■ **WORK INSTRUCTIONS**:
Reproduce each of the lines below word for word, keeping their order.

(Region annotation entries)
"""

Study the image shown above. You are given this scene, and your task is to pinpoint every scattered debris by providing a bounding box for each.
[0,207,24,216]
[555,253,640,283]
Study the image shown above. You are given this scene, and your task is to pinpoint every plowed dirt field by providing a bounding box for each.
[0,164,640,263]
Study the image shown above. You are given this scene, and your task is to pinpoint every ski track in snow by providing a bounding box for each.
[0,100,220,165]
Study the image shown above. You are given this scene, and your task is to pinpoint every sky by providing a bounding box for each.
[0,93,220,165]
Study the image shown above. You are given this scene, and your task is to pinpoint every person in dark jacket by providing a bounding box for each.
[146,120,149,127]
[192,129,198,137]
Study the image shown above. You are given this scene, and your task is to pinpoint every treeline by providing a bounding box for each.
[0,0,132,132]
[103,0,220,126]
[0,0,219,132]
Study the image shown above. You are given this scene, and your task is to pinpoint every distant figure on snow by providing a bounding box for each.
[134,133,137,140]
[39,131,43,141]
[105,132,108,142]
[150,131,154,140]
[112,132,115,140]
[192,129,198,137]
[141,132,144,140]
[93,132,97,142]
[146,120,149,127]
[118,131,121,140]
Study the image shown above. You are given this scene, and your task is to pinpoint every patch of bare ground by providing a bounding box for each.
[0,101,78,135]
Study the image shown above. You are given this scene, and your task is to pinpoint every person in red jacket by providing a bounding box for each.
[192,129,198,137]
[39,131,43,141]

"""

■ **RESULT**:
Study the image shown above. You are given this scene, and your task is to pinpoint every scattered debris by providing a bounding box for each.
[0,207,24,216]
[555,253,640,283]
Study the image shown above. You are given this scene, and your task is to pinpoint every plowed dirt field by providing a bounding box for each.
[0,164,640,263]
Study the image shown above. You are given this scene, and your task is to pinpoint every ski track in snow by providing a bounding box for each.
[0,100,220,165]
Study the image shown above. You are given this scene, and your task is to pinpoint every sky by providing a bounding box for each.
[0,93,220,165]
Study the image shown above. You are given this scene, and your task is to pinpoint every person in dark jacket by providing a bounding box for each.
[146,120,149,127]
[192,129,198,137]
Study the image shown above. You are given this scene, and your task is to pinpoint every treeline by providing a bounding box for each.
[0,0,132,132]
[103,0,220,126]
[0,0,219,132]
Study the image shown above. You are given this scene, and your task is to pinpoint every distant figure on snow by providing a bounding box for each.
[134,133,137,140]
[39,131,43,141]
[105,132,108,142]
[150,131,154,140]
[112,132,115,140]
[192,129,198,137]
[141,132,144,140]
[93,132,97,142]
[146,120,149,127]
[118,131,121,140]
Study the image shown above. You are given this scene, and your task is to pinpoint every patch of bare ground by providing a bounding box for each.
[0,101,78,135]
Study the image shown above. You are given this scene, and your task is to pinpoint every person in red jacket by providing a bounding box for each.
[192,129,198,137]
[39,131,43,141]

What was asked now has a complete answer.